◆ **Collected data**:

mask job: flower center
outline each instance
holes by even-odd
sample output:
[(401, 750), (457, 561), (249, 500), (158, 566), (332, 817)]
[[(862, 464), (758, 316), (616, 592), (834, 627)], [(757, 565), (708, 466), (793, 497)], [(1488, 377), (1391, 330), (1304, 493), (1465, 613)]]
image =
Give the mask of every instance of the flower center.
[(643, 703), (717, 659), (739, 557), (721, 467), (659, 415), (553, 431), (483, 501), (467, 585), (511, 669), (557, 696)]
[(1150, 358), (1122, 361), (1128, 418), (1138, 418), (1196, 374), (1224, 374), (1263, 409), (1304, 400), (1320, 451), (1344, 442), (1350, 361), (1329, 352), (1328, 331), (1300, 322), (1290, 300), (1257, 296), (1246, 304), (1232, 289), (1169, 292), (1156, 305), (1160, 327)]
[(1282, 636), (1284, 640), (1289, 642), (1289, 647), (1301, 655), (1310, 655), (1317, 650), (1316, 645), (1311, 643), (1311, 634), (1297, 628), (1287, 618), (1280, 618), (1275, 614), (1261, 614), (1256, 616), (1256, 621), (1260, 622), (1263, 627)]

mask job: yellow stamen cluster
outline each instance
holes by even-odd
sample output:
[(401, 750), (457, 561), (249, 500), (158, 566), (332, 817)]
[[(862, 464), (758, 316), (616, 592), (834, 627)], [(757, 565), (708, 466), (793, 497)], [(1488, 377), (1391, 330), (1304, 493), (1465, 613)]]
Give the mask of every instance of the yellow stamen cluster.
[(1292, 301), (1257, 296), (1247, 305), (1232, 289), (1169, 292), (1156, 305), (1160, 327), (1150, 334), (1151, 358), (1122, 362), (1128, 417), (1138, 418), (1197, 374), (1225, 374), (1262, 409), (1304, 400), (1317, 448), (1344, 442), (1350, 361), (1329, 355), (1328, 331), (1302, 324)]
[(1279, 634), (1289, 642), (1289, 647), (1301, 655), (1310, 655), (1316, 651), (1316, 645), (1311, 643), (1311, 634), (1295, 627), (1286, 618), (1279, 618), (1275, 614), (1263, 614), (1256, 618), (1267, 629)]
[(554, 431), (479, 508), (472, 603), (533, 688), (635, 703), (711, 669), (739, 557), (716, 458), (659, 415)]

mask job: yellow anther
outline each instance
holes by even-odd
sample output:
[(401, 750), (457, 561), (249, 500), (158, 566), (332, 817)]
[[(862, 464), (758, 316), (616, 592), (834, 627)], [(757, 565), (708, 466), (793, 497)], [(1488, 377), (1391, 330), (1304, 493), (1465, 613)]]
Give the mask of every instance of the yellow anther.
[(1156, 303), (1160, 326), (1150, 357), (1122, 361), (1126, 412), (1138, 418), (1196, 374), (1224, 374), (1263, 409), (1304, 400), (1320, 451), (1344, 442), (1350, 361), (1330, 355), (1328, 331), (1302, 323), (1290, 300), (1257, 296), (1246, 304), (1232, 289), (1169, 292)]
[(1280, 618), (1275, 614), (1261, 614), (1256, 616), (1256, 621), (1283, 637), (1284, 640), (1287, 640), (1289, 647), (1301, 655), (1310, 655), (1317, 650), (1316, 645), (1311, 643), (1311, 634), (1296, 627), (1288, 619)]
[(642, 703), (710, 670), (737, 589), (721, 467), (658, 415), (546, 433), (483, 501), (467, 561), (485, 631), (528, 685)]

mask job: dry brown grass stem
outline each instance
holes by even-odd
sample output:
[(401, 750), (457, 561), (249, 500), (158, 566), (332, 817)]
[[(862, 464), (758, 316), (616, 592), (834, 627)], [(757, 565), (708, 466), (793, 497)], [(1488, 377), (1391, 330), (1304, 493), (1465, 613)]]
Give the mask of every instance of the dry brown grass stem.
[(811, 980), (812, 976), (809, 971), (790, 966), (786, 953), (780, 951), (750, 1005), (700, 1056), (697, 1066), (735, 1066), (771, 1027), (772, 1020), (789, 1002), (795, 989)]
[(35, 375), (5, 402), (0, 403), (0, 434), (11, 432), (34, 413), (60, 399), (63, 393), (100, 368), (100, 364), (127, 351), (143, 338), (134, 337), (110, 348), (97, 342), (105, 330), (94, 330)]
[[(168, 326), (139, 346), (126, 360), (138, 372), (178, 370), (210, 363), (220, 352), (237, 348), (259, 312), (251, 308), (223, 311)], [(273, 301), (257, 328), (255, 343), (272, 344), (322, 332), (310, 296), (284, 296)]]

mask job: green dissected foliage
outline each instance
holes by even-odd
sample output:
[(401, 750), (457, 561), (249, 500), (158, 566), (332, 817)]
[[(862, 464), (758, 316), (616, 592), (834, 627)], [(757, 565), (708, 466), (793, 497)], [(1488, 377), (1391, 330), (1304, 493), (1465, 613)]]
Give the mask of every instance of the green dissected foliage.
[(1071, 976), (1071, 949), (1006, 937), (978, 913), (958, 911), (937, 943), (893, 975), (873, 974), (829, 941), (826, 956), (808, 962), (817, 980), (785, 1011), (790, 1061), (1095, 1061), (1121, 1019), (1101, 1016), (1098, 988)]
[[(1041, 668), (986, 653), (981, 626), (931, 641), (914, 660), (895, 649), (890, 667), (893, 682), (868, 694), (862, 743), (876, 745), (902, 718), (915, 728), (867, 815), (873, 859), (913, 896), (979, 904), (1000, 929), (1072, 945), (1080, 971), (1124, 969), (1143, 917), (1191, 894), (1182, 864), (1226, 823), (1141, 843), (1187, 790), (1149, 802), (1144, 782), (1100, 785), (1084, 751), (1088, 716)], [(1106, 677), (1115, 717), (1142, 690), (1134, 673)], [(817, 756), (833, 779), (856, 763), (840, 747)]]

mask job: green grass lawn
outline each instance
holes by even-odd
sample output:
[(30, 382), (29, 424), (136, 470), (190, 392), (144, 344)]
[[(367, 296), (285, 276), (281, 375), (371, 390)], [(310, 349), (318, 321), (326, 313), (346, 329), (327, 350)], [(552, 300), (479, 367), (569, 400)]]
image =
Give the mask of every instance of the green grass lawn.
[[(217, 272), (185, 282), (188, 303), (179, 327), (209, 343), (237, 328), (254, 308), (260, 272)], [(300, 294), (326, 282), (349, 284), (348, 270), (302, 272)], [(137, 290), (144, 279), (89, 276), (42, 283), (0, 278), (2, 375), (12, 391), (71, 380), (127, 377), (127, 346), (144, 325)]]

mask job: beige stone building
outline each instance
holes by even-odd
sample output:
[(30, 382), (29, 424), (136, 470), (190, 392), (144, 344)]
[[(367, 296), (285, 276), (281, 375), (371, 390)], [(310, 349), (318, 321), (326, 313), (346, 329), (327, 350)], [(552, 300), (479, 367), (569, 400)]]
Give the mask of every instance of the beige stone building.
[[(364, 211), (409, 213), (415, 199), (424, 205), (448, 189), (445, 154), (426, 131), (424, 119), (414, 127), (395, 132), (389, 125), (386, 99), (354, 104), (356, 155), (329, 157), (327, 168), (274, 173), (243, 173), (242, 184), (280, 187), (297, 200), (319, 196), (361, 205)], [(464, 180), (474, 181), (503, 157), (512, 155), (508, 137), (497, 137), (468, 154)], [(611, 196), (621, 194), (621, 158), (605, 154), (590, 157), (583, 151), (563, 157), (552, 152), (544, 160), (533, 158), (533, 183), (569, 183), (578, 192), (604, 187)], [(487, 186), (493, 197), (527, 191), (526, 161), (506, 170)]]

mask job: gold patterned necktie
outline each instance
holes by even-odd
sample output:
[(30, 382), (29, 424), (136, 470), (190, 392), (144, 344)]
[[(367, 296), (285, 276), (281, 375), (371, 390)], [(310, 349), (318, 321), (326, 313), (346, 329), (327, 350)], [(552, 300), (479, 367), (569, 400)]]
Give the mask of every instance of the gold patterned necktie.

◆ **Your objective**: Every entry above needs to be written out again exactly.

◆ **Result of this exercise**:
mask job: flower center
outline each instance
holes by even-odd
sample output:
[(401, 750), (457, 561), (249, 500), (158, 566), (332, 817)]
[[(862, 464), (758, 316), (616, 592), (834, 627)], [(757, 565), (708, 466), (793, 497)], [(1488, 377), (1391, 330), (1304, 493), (1465, 613)]]
image =
Give the mask of every instance of the flower center.
[(643, 703), (717, 659), (739, 557), (721, 467), (659, 415), (553, 431), (483, 501), (467, 585), (511, 669), (557, 696)]
[(1150, 358), (1122, 361), (1128, 418), (1138, 418), (1196, 374), (1224, 374), (1263, 409), (1304, 400), (1320, 451), (1344, 442), (1350, 361), (1329, 352), (1328, 331), (1300, 322), (1290, 300), (1257, 296), (1246, 304), (1232, 289), (1169, 292), (1156, 305), (1160, 327)]
[(1282, 636), (1284, 640), (1289, 642), (1289, 647), (1301, 655), (1310, 655), (1317, 650), (1316, 645), (1311, 643), (1311, 634), (1297, 628), (1287, 618), (1280, 618), (1275, 614), (1261, 614), (1256, 616), (1256, 621), (1260, 622), (1263, 627)]

mask job: yellow stamen cluster
outline each instance
holes by even-odd
sample output:
[(401, 750), (457, 561), (249, 500), (158, 566), (332, 817)]
[[(862, 464), (758, 316), (616, 592), (834, 627)], [(757, 565), (708, 466), (793, 497)], [(1488, 377), (1391, 330), (1304, 493), (1465, 613)]]
Give the mask of every instance of the yellow stamen cluster.
[(1292, 301), (1257, 296), (1247, 305), (1232, 289), (1169, 292), (1156, 305), (1160, 327), (1150, 334), (1151, 358), (1122, 362), (1128, 417), (1138, 418), (1197, 374), (1225, 374), (1262, 409), (1304, 400), (1317, 448), (1344, 442), (1350, 361), (1329, 355), (1328, 331), (1302, 324)]
[(1279, 634), (1289, 642), (1289, 647), (1301, 655), (1310, 655), (1316, 651), (1316, 645), (1311, 643), (1311, 634), (1295, 627), (1286, 618), (1279, 618), (1275, 614), (1263, 614), (1256, 618), (1267, 629)]
[(554, 431), (479, 508), (472, 603), (533, 688), (635, 703), (711, 669), (739, 557), (716, 458), (659, 415)]

mask job: yellow anther
outline each instance
holes by even-odd
sample output:
[(401, 750), (457, 561), (249, 500), (158, 566), (332, 817)]
[[(862, 464), (758, 316), (616, 592), (834, 627)], [(757, 565), (708, 466), (793, 497)], [(1488, 377), (1391, 330), (1304, 493), (1465, 613)]]
Give the mask of every instance of the yellow anther.
[(1156, 303), (1160, 326), (1150, 357), (1122, 361), (1126, 412), (1138, 418), (1196, 374), (1224, 374), (1263, 409), (1304, 400), (1320, 451), (1344, 442), (1350, 361), (1330, 355), (1328, 331), (1302, 323), (1290, 300), (1257, 296), (1246, 304), (1232, 289), (1169, 292)]
[(1280, 618), (1275, 614), (1261, 614), (1256, 616), (1256, 621), (1283, 637), (1284, 640), (1287, 640), (1289, 647), (1301, 655), (1310, 655), (1317, 650), (1316, 645), (1311, 643), (1311, 634), (1296, 627), (1288, 619)]
[(642, 703), (710, 670), (737, 589), (721, 467), (658, 415), (546, 433), (483, 501), (467, 561), (485, 631), (528, 685)]

mask job: dry brown grass stem
outline each instance
holes by even-odd
sample output:
[(401, 750), (457, 561), (249, 500), (158, 566), (332, 817)]
[[(862, 464), (758, 316), (616, 592), (834, 627)], [(757, 565), (708, 466), (793, 497)], [(1488, 377), (1391, 330), (1304, 493), (1465, 613)]]
Give the mask of every instance of the dry brown grass stem.
[(811, 980), (812, 976), (809, 971), (790, 966), (786, 953), (780, 951), (750, 1005), (700, 1056), (697, 1066), (735, 1066), (771, 1027), (772, 1020), (789, 1002), (795, 989)]
[(35, 375), (5, 402), (0, 403), (0, 434), (11, 432), (34, 413), (60, 399), (63, 393), (100, 368), (100, 364), (127, 351), (143, 338), (134, 337), (110, 348), (97, 342), (105, 330), (94, 330)]
[[(168, 326), (139, 346), (126, 360), (138, 372), (178, 370), (210, 363), (220, 352), (237, 348), (259, 312), (251, 308), (223, 311)], [(273, 301), (257, 328), (255, 343), (272, 344), (322, 332), (310, 296), (284, 296)]]

mask job: green dissected foliage
outline each instance
holes by even-odd
sample output:
[(401, 750), (457, 561), (249, 500), (158, 566), (332, 817)]
[[(862, 464), (758, 316), (616, 592), (834, 627)], [(757, 565), (708, 466), (793, 497)], [(1488, 377), (1391, 330), (1304, 493), (1465, 613)]]
Give the mask of every instance of the green dissected foliage.
[(1071, 976), (1071, 949), (1006, 937), (978, 913), (958, 911), (937, 943), (893, 975), (873, 974), (829, 941), (826, 956), (808, 962), (817, 980), (785, 1011), (790, 1061), (1095, 1061), (1121, 1019), (1101, 1016), (1098, 988)]
[[(1041, 668), (986, 653), (981, 626), (931, 641), (914, 660), (895, 649), (890, 667), (893, 682), (868, 694), (862, 743), (876, 745), (902, 718), (915, 728), (867, 815), (873, 859), (913, 896), (979, 904), (1000, 929), (1072, 945), (1080, 971), (1124, 969), (1143, 917), (1191, 894), (1182, 864), (1226, 823), (1141, 843), (1187, 790), (1149, 802), (1144, 782), (1100, 785), (1084, 751), (1088, 716)], [(1106, 677), (1115, 717), (1142, 690), (1134, 673)], [(817, 756), (833, 779), (856, 763), (840, 747)]]

mask job: green grass lawn
outline each instance
holes by even-odd
sample output:
[(30, 382), (29, 424), (136, 470), (190, 392), (144, 344)]
[[(367, 296), (285, 276), (281, 375), (371, 390)], [(310, 349), (318, 321), (326, 313), (346, 329), (327, 350)], [(552, 300), (479, 367), (569, 400)]]
image =
Give the mask of every instance of the green grass lawn.
[[(217, 272), (185, 282), (188, 303), (179, 327), (209, 343), (237, 328), (254, 308), (260, 272)], [(300, 294), (326, 282), (349, 284), (348, 270), (302, 272)], [(137, 290), (144, 279), (89, 276), (42, 283), (0, 278), (2, 375), (12, 391), (71, 380), (127, 377), (127, 346), (144, 325)]]

mask job: beige stone building
outline each instance
holes by even-odd
sample output:
[(30, 382), (29, 424), (136, 470), (190, 392), (144, 344)]
[[(367, 296), (285, 276), (281, 375), (371, 390)], [(310, 349), (318, 321), (326, 313), (346, 329), (327, 350)], [(552, 300), (479, 367), (569, 400)]]
Give the mask of every instance of the beige stone building.
[[(364, 211), (409, 213), (415, 199), (424, 205), (448, 189), (445, 154), (426, 131), (424, 119), (414, 127), (395, 132), (389, 125), (386, 99), (354, 104), (356, 155), (329, 157), (327, 168), (274, 173), (243, 173), (242, 184), (280, 187), (297, 200), (319, 196), (361, 205)], [(464, 180), (474, 181), (503, 157), (512, 155), (508, 137), (497, 137), (468, 154)], [(611, 196), (621, 194), (621, 158), (605, 154), (590, 157), (583, 151), (563, 157), (552, 152), (544, 160), (533, 158), (533, 183), (569, 183), (578, 192), (604, 187)], [(487, 186), (493, 197), (527, 191), (526, 161), (506, 170)]]

mask job: gold patterned necktie
outline each instance
holes by even-odd
sample output:
[(30, 382), (29, 424), (136, 470), (190, 392), (144, 344)]
[[(367, 296), (285, 276), (281, 375), (371, 390)], [(310, 349), (318, 321), (326, 313), (346, 329), (327, 350)], [(552, 300), (479, 367), (569, 400)]]
Give the mask of every instance of the gold patterned necktie.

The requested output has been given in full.